▶ [What is needed]: Would you show every line from the records that holds "task"?

▶ [Supplied material]:
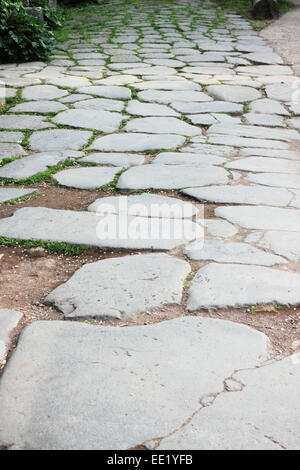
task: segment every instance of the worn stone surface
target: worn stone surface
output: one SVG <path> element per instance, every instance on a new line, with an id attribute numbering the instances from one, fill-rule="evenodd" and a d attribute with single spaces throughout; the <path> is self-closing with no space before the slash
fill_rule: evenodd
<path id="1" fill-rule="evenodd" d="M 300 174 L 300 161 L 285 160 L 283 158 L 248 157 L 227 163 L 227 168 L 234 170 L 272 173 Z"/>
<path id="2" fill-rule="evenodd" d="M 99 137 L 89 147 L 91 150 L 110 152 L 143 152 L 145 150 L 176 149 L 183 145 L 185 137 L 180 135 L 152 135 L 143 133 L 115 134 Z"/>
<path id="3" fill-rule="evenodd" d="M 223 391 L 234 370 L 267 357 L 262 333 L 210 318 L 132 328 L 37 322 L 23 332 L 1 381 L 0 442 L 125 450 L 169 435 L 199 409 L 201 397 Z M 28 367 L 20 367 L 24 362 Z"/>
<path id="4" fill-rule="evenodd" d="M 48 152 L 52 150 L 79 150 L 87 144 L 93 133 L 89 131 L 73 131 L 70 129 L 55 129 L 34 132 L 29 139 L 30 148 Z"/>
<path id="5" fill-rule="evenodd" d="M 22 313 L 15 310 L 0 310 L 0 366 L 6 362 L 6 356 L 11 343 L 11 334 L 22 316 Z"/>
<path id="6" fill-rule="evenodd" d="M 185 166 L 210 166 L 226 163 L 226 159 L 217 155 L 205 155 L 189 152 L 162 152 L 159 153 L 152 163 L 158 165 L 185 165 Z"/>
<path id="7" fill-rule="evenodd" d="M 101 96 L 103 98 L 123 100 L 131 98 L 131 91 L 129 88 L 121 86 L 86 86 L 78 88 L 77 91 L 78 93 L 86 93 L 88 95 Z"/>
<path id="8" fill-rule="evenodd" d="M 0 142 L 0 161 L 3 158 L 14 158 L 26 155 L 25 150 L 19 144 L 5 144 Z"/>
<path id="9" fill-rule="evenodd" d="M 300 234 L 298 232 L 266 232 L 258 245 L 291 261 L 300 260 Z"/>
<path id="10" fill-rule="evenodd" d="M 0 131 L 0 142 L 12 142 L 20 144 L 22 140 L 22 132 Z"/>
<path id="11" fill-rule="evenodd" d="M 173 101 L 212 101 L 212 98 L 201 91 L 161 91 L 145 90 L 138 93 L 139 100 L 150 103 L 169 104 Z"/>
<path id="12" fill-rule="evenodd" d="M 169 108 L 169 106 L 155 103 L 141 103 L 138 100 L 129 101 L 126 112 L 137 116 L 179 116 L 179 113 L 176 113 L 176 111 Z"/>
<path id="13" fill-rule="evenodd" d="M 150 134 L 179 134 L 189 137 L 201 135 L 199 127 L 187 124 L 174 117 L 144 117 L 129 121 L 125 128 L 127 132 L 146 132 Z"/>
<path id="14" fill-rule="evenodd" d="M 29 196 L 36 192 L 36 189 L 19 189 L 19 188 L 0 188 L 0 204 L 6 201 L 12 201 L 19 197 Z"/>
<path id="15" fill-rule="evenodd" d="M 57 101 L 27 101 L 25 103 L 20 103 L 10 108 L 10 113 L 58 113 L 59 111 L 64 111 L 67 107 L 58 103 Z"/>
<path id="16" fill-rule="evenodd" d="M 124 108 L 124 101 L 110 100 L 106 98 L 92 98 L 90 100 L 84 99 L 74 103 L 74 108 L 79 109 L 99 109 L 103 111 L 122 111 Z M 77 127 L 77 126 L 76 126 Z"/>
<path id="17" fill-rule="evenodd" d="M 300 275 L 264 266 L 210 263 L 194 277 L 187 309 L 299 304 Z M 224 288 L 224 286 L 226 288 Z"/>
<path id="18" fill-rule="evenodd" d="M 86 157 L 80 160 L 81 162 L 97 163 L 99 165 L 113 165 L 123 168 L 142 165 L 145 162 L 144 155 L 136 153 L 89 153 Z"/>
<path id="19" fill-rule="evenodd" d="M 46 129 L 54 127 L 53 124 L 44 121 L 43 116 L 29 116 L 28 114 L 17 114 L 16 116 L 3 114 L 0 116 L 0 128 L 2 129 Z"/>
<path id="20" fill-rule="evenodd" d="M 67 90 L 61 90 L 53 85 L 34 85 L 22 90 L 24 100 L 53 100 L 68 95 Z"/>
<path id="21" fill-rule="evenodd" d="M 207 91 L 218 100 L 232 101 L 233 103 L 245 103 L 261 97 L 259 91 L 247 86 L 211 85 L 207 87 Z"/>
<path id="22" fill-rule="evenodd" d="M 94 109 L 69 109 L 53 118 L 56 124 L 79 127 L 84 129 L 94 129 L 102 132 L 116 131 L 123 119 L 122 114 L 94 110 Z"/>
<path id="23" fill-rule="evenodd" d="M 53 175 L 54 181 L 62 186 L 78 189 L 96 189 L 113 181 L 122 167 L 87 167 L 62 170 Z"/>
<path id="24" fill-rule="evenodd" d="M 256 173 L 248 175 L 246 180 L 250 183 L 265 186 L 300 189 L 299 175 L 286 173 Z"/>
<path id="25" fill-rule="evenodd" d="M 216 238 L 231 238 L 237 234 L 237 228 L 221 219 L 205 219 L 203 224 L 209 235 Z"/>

...

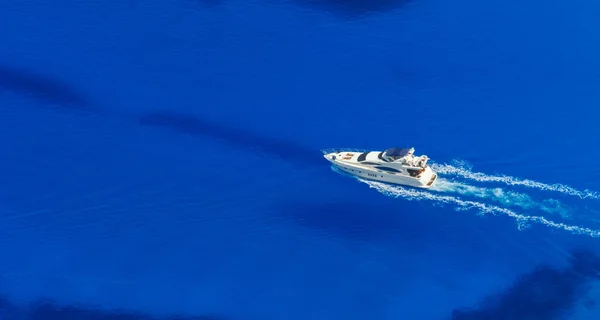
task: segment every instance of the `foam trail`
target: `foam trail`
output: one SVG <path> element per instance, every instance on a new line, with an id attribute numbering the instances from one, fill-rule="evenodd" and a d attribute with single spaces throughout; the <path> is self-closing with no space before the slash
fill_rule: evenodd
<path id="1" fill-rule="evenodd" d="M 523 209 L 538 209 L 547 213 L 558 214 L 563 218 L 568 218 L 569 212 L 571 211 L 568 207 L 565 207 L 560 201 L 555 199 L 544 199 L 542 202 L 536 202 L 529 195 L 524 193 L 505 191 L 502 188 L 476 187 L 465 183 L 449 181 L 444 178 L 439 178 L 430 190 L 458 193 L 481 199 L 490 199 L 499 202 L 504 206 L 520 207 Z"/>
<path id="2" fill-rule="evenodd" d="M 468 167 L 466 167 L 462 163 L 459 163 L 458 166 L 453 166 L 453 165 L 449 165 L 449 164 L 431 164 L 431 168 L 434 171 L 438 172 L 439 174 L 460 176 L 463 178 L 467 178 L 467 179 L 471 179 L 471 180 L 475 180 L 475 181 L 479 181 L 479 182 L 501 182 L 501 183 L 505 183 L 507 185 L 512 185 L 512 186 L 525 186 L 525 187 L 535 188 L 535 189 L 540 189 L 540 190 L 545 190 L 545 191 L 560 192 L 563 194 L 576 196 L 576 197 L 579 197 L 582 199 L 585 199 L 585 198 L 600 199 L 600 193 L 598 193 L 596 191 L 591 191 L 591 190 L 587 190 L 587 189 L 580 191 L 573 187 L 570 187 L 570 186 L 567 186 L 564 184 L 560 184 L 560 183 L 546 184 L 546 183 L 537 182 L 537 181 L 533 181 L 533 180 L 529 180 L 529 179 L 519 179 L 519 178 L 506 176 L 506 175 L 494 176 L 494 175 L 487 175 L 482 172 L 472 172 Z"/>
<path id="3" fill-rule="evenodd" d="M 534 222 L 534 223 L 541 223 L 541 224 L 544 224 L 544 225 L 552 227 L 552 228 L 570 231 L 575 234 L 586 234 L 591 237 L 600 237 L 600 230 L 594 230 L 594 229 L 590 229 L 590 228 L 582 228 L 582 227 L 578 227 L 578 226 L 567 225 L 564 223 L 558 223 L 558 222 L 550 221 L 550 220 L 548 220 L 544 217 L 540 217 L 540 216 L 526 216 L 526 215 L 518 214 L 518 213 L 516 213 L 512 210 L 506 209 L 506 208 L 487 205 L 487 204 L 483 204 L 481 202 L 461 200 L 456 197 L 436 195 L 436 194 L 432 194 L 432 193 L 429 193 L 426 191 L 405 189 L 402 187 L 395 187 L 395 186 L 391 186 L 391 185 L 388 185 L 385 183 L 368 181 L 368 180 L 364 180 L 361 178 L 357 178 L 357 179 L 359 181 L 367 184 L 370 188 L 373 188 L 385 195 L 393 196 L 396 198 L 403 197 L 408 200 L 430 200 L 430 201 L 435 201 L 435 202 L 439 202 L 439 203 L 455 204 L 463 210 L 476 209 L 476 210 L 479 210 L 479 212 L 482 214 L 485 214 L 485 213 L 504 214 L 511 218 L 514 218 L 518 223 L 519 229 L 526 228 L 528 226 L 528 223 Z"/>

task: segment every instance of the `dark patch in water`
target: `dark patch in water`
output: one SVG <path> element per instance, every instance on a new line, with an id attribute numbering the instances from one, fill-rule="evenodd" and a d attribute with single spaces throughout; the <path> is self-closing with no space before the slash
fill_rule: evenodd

▶ [Completed exercise]:
task: segment every instance of the worn stone surface
task: segment every instance of the `foam trail`
task: segment every instance of the `dark patch in water`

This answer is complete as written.